--- 항목 목록 ---

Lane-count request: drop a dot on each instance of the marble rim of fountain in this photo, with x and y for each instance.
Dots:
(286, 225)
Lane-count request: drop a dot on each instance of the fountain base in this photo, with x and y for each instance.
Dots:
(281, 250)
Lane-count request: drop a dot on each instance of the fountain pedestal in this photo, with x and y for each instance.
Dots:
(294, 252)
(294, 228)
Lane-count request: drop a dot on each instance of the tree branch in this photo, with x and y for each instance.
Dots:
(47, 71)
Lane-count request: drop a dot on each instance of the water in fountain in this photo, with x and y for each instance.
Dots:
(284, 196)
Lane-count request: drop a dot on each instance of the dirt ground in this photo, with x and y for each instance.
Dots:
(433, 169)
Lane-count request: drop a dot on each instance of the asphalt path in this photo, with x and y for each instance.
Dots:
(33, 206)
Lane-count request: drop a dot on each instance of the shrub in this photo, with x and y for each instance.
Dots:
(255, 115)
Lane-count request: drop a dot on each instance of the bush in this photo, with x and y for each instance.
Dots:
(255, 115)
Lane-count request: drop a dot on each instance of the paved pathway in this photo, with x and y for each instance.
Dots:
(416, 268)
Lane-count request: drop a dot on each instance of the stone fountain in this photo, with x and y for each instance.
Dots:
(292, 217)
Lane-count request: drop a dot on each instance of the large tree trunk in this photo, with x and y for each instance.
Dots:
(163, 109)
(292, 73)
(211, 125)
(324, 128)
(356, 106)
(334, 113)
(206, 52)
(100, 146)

---

**할 일:** 위에 있는 항목을 모두 한 줄도 빠뜨리지 말고 똑같이 옮겨 적으세요.

**결과:**
Lane-count request: drop a dot on each instance of the marble rim of fountain in this photo, with x and y for each instance.
Dots:
(286, 225)
Lane-count request: drop a dot on each instance of the fountain base in this photo, with x and y for each instance.
Dots:
(281, 250)
Lane-count request: drop a dot on each instance of the fountain pedestal in this photo, with x and y for each instance.
Dots:
(294, 252)
(294, 228)
Lane-count request: drop a dot on each instance of the tree branch in this photo, with x and y for each instance.
Dots:
(47, 71)
Lane-count request: drop a dot on each instance of the water in fountain in this photo, with x and y for each instance.
Dots:
(284, 196)
Lane-count request: drop a dot on each instance of the dirt ground in this photo, with x and y for each instance.
Dots:
(433, 169)
Lane-count request: drop a dot on each instance of the asphalt path in this photo, with x and y for each instance.
Dots:
(33, 206)
Lane-count request: drop a dot on each instance of the shrub in this photo, with x and y for each instance.
Dots:
(255, 115)
Lane-count request: drop a dot on each instance of the bush in this photo, with x and y for each instance.
Dots:
(255, 115)
Lane-count request: drop a dot on each instance of the paved pathway in this photo, with x and y for each instance.
Dots:
(416, 268)
Lane-count request: drop a dot on each instance of the stone fountain in this photo, with x and y for each instance.
Dots:
(292, 217)
Lane-count request: drop a dot on each instance of the large tree trunk in this photo, with x and y for each instance.
Dots:
(163, 109)
(292, 73)
(211, 125)
(324, 128)
(356, 106)
(334, 113)
(206, 52)
(100, 146)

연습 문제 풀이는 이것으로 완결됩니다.